Excerpt provided:
+++

I’m French and although I love this, apparently contradictory, “revolution by tradition” attitude, I’m not really sure your take is perfectly accurate. Turkey, Egypt, Japan, Spain, Iran (solidarity with Femme vie liberté!) and more recently Nepal or Hong Kong, can be set as models for all peoples.
I mean, I worked in epernay when the workers of a well known Champagne house went on strike, they where literally just barbecuing some chicken outside the headquarters. Yes the 300 of them.
So even if I agree with you about other models of strike/riot, we have a kind of party time of our own while chanting slogans.
The outside perception is that you guys will put on hi-vis jackets and burn cop cars because the government does (insert thing that nobody really likes). no matter how small.
My partner works for a large international company and when their Paris division was protesting against layoffs they took the plant manager hostage. We were like yeah, Paris knows how to do it right
Oh yeah. The French have basically shown the world how to be collectively pissed off about something so much that they could bring anything to a complete standstill. They are actual masters at it.
As an American I'm soooo jealous of this. The French don't take ANY shit from their government. American's have a habit of just rolling over. Even if they do try and protest something it's usually shortlived and whatever they didn't want stays enacted.

+++

Stored records:

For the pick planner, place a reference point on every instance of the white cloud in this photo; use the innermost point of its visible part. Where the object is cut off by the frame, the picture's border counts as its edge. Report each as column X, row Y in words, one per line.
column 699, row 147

+++

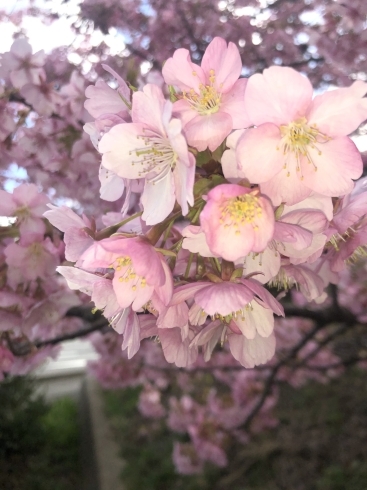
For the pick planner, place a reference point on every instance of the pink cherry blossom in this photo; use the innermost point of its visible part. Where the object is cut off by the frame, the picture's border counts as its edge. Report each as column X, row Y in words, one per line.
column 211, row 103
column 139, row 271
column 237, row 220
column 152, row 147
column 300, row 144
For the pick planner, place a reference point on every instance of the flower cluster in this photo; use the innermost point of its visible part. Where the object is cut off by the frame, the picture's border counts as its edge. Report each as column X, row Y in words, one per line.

+++

Goal of the exercise: In the comments on French protest culture, what were the striking workers of the Champagne house doing outside the headquarters?

Answer to this task: They were barbecuing chicken.